#### [TO DO]
Render the items below, from the line containing "Identify the horse's muzzle" through the last line of the items, both included, as a JSON list of strings with one string per line and blank lines omitted.

# START OF SUPPLIED MATERIAL

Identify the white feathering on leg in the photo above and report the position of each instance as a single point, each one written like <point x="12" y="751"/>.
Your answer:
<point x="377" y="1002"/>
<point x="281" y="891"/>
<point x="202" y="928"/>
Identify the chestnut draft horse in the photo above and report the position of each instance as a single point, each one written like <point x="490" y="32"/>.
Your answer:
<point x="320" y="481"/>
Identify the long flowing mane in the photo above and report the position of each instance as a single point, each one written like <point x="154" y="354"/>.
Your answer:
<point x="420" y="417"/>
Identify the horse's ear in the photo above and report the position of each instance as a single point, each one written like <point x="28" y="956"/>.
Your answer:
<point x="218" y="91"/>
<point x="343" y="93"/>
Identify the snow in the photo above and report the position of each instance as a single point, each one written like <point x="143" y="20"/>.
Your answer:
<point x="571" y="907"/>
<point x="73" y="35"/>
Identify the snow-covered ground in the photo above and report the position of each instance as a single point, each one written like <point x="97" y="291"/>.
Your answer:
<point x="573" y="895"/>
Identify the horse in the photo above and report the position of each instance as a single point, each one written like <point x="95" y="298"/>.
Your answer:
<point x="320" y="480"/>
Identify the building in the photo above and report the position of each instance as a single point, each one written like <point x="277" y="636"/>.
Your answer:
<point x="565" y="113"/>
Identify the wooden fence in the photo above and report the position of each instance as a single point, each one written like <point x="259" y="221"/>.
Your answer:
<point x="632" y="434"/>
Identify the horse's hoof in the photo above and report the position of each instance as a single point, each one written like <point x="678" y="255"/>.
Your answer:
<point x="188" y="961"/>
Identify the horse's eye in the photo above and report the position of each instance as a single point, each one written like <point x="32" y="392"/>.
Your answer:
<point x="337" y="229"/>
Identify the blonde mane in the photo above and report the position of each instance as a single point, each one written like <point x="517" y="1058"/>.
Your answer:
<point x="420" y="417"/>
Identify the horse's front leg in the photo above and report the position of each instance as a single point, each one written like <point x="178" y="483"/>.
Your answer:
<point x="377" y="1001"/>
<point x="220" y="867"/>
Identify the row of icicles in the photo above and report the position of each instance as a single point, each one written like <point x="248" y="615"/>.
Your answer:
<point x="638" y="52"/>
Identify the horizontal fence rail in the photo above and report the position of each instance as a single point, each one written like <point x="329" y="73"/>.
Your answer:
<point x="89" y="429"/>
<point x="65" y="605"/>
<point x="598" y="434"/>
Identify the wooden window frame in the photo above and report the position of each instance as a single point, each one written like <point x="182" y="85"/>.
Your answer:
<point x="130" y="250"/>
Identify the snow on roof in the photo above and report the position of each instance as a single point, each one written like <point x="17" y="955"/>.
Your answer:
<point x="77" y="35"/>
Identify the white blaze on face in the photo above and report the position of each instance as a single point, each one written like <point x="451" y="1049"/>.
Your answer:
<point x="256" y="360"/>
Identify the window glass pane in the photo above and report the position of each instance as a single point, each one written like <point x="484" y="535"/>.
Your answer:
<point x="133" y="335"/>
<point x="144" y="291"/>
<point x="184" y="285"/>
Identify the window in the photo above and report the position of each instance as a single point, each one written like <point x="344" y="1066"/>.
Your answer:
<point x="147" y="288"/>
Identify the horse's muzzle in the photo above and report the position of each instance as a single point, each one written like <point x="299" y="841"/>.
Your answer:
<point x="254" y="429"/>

# END OF SUPPLIED MATERIAL

#### [CORRECT RESPONSE]
[
  "Identify the horse's muzzle in the photo above and report the position of each instance as a single point, each one written like <point x=\"299\" y=\"841\"/>.",
  "Your answer:",
  "<point x=\"254\" y=\"429\"/>"
]